EXCERPT PROVIDED >>
Family Ties

Dear Priscilla Bennett Friends,
It’s Monday, and I’m back. I hope all of you are well. I missed you. Our trip was an emotional rollercoaster ride, as they say, but mission accomplished. I apologize for not having access to the website. I missed posting, tweeting and blogging and felt that I’d temporarily lost a piece of myself—but we spent most of our time in the hospital with Harry’s sister or with family in a small town on the West coast of Ireland where they still dig peat to burn in their fireplaces and have road signs in Gaelic.
The strong family and community ties impressed me—old values of everyone supporting and trusting each other—living closely together with parents, grandparents, siblings, extended family and neighbors. I always viewed our family as close-knit, and it is—something our parents passed on to us that we in turn give to our children, and in the large city of Boston, we are the exception rather than the rule.

EXCERPTED DATA >>
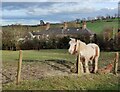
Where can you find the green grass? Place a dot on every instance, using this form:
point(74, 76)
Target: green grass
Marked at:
point(98, 26)
point(71, 82)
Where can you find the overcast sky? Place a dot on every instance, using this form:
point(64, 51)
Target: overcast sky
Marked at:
point(49, 11)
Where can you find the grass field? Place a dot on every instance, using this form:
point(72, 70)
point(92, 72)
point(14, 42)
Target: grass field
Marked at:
point(50, 70)
point(96, 27)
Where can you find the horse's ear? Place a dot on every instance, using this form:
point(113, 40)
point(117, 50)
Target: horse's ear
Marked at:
point(82, 45)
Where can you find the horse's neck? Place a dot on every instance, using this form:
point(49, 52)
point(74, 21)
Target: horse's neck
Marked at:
point(82, 46)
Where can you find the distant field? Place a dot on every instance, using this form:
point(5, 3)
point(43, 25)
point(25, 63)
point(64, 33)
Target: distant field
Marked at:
point(96, 27)
point(50, 70)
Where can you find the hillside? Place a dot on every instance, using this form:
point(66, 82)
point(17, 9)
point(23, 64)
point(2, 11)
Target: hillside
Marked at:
point(96, 26)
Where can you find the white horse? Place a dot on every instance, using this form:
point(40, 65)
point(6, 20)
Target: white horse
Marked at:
point(89, 52)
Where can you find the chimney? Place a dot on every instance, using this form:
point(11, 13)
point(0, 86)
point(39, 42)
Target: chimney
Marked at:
point(65, 25)
point(47, 26)
point(84, 25)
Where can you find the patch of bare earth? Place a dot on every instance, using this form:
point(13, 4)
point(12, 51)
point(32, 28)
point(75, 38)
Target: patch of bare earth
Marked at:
point(35, 69)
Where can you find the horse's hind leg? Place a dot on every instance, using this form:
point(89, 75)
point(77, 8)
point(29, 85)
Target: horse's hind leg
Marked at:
point(95, 64)
point(86, 67)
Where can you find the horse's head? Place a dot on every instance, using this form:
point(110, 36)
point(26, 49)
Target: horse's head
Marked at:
point(73, 44)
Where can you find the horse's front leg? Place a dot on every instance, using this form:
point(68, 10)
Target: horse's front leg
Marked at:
point(86, 67)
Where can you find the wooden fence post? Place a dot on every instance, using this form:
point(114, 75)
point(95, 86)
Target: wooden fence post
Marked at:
point(116, 62)
point(80, 66)
point(19, 67)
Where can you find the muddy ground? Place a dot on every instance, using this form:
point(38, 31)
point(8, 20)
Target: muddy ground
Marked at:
point(35, 69)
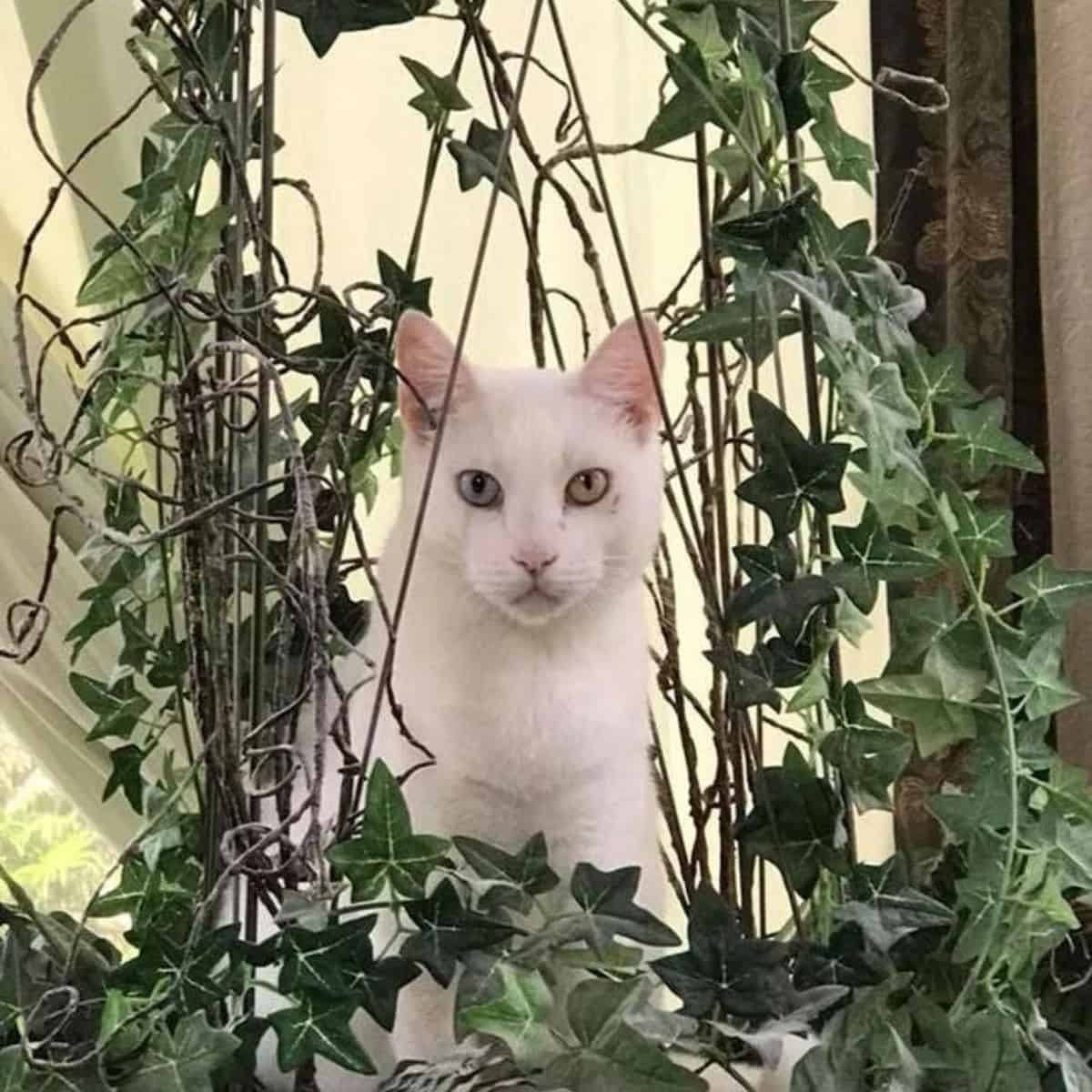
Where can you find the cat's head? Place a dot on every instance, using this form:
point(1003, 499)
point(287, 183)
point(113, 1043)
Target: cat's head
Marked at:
point(547, 487)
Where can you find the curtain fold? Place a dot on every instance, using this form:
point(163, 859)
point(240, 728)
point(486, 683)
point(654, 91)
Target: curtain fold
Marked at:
point(1065, 157)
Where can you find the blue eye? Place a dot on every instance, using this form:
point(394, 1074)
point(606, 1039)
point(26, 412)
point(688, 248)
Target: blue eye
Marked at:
point(479, 489)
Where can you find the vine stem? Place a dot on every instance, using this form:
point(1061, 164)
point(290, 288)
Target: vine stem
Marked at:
point(982, 612)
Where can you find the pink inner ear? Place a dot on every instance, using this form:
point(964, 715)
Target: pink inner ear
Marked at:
point(425, 356)
point(618, 371)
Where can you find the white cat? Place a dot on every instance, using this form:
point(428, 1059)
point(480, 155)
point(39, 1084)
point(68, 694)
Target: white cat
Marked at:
point(522, 658)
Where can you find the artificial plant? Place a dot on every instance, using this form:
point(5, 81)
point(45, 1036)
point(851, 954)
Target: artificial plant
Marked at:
point(969, 970)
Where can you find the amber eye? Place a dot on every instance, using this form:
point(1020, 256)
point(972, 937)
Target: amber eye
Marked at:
point(588, 487)
point(479, 489)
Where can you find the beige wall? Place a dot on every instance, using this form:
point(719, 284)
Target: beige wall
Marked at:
point(349, 132)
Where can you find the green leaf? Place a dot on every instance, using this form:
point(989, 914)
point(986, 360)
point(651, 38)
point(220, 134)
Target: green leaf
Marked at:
point(478, 157)
point(184, 1060)
point(803, 15)
point(386, 850)
point(822, 81)
point(849, 158)
point(917, 623)
point(518, 1016)
point(378, 986)
point(939, 703)
point(982, 533)
point(518, 876)
point(325, 20)
point(606, 900)
point(321, 962)
point(770, 234)
point(1036, 675)
point(448, 929)
point(795, 823)
point(774, 592)
point(438, 93)
point(893, 305)
point(838, 325)
point(995, 1059)
point(793, 472)
point(725, 972)
point(869, 754)
point(703, 31)
point(939, 380)
point(869, 557)
point(319, 1026)
point(612, 1055)
point(126, 775)
point(738, 321)
point(879, 410)
point(983, 443)
point(1049, 593)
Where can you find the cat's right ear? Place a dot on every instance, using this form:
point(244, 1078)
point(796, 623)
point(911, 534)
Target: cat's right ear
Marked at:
point(425, 358)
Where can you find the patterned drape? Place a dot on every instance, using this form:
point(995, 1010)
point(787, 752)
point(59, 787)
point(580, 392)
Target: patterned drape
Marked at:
point(956, 210)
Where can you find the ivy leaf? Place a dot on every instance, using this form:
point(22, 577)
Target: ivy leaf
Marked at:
point(738, 321)
point(1036, 675)
point(606, 900)
point(126, 763)
point(838, 325)
point(319, 962)
point(995, 1058)
point(386, 850)
point(724, 971)
point(184, 1060)
point(793, 470)
point(408, 292)
point(447, 931)
point(917, 623)
point(869, 754)
point(1049, 593)
point(377, 986)
point(878, 409)
point(318, 1026)
point(325, 20)
point(703, 31)
point(982, 533)
point(940, 379)
point(982, 443)
point(440, 94)
point(612, 1055)
point(748, 676)
point(795, 823)
point(478, 157)
point(803, 14)
point(820, 81)
point(869, 557)
point(518, 1016)
point(519, 876)
point(849, 158)
point(118, 707)
point(771, 234)
point(893, 306)
point(774, 593)
point(939, 703)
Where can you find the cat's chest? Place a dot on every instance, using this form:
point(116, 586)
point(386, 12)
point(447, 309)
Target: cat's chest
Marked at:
point(485, 703)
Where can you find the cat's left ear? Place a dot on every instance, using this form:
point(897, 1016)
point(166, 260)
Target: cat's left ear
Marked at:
point(618, 372)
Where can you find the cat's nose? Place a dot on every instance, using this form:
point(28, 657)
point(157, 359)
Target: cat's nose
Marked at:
point(533, 561)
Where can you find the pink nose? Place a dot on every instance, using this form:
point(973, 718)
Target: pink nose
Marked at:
point(533, 561)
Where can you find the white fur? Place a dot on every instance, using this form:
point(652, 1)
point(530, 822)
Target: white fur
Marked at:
point(534, 704)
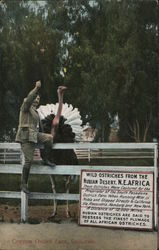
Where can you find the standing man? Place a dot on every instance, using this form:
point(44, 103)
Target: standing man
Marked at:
point(28, 133)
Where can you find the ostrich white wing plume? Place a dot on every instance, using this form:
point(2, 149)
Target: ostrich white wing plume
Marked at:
point(69, 113)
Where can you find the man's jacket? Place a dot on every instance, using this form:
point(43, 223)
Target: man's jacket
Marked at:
point(28, 120)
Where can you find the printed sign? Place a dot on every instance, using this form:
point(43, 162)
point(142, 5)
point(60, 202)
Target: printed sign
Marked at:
point(116, 199)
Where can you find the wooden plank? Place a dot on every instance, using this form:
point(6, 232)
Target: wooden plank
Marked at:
point(67, 169)
point(10, 145)
point(38, 196)
point(24, 207)
point(104, 145)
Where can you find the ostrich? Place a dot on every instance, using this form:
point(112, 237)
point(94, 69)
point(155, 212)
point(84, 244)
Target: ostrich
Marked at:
point(64, 123)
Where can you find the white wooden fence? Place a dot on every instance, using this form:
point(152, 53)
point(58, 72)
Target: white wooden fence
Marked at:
point(11, 163)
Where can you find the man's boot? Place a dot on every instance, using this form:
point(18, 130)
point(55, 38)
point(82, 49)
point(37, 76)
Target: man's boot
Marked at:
point(46, 155)
point(24, 180)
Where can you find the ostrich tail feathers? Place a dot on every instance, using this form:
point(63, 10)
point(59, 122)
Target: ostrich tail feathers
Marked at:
point(71, 117)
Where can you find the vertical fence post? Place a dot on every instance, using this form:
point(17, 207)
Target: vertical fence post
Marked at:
point(24, 198)
point(156, 186)
point(24, 207)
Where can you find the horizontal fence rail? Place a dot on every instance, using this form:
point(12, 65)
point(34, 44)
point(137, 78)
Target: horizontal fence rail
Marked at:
point(11, 160)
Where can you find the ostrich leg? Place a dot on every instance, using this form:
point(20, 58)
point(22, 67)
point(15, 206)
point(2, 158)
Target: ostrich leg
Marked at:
point(54, 192)
point(67, 186)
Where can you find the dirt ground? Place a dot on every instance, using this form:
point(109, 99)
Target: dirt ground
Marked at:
point(65, 234)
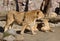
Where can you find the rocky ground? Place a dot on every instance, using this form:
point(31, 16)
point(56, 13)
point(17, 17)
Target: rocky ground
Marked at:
point(11, 35)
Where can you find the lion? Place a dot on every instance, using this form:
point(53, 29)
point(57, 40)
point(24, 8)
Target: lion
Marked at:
point(10, 18)
point(46, 26)
point(28, 19)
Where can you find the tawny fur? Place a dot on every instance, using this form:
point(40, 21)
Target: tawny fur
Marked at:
point(46, 26)
point(29, 20)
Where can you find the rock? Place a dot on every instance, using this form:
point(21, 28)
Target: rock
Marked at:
point(52, 25)
point(19, 37)
point(9, 38)
point(11, 31)
point(58, 24)
point(1, 36)
point(2, 23)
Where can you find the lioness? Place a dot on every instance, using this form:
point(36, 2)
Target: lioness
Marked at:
point(28, 19)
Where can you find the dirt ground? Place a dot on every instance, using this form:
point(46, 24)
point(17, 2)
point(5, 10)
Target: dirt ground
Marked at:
point(42, 36)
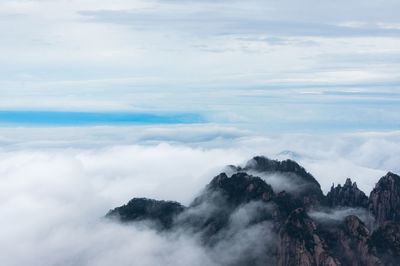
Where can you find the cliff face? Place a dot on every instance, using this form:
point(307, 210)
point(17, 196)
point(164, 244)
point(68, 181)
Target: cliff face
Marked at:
point(309, 192)
point(384, 200)
point(386, 241)
point(347, 195)
point(243, 204)
point(161, 212)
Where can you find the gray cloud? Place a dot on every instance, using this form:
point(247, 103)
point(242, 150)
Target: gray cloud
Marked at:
point(213, 23)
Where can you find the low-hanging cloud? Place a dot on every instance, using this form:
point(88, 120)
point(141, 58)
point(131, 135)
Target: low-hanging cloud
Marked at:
point(53, 198)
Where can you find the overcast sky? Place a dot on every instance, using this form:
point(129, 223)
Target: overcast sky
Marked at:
point(289, 64)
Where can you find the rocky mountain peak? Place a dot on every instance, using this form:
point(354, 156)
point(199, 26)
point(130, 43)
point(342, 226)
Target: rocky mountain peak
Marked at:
point(384, 200)
point(347, 195)
point(240, 188)
point(244, 205)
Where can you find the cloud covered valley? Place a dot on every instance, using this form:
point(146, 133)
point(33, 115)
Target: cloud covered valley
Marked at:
point(54, 198)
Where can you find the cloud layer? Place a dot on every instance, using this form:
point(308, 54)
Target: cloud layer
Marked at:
point(53, 196)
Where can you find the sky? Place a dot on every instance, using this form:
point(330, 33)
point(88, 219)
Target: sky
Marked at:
point(102, 101)
point(268, 66)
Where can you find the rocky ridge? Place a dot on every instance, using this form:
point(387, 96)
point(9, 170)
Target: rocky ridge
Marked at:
point(326, 238)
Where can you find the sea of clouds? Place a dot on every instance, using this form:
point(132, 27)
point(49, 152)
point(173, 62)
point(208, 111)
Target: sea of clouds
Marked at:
point(58, 183)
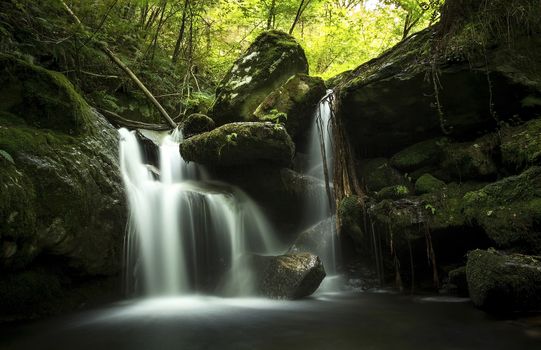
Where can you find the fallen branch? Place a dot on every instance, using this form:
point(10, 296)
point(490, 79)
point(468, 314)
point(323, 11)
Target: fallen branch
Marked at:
point(125, 68)
point(121, 122)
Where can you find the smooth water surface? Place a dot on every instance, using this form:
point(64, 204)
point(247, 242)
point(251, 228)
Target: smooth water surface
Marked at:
point(338, 321)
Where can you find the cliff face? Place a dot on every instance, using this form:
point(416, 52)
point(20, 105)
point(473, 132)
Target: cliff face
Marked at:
point(62, 207)
point(444, 126)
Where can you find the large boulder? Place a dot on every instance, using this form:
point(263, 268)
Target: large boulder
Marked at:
point(509, 211)
point(439, 82)
point(240, 143)
point(293, 104)
point(268, 63)
point(504, 283)
point(61, 204)
point(290, 276)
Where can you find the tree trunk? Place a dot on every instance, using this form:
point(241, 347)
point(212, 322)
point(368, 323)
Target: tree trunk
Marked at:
point(126, 69)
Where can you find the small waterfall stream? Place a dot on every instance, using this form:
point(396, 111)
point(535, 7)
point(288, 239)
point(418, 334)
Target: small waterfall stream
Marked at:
point(187, 234)
point(320, 165)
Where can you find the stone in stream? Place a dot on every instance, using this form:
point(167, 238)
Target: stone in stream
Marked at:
point(269, 62)
point(290, 276)
point(504, 283)
point(240, 143)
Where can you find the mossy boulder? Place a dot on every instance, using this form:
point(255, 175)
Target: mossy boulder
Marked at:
point(61, 191)
point(504, 283)
point(509, 211)
point(378, 173)
point(290, 276)
point(428, 184)
point(350, 213)
point(42, 98)
point(471, 160)
point(268, 63)
point(456, 100)
point(521, 146)
point(419, 155)
point(197, 123)
point(240, 143)
point(293, 104)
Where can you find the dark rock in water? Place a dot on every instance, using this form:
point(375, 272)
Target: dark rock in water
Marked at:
point(268, 63)
point(293, 104)
point(240, 143)
point(504, 283)
point(61, 203)
point(509, 211)
point(350, 214)
point(521, 146)
point(316, 239)
point(290, 276)
point(379, 173)
point(428, 184)
point(196, 124)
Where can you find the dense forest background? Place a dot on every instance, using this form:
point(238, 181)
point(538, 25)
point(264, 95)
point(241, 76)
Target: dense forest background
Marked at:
point(181, 49)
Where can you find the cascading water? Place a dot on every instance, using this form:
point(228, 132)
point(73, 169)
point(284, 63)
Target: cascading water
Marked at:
point(320, 164)
point(187, 234)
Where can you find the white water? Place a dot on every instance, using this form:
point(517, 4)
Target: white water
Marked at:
point(187, 234)
point(320, 154)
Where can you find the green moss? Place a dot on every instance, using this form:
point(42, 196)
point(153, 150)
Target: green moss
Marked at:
point(419, 155)
point(521, 146)
point(43, 98)
point(393, 192)
point(509, 210)
point(240, 143)
point(504, 283)
point(428, 184)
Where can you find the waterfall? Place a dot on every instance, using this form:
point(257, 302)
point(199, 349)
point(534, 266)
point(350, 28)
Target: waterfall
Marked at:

PROBLEM REQUIREMENTS >>
Pick up the letter about the trip to Ireland and family ties where it stops, and continue it. The records have nothing to do with the text.

ANSWER BOX >>
In the emergency room of the Boston hospital where I worked before retirement, I saw over and over again how lack of family support for a domestic violence victim, often their own grown child, could impact whether she was able to leave or forced to stay in the abusive relationship. In the small town where we were, they viewed domestic violence as something that happened to the fringe element—violent men some of whom had drug and alcohol problems and a history of being in jail—and wives who would always take them back, even if they had tried to kill them or their children—no way out.
In my novel, I wanted to show that abuse has no boundaries, and Katie is an example of it. She grew up in the upper echelons of medical society, surrounded by wealth and power and then marries it. She lives in a world filled with wealth but none of it belongs to her. She is controlled.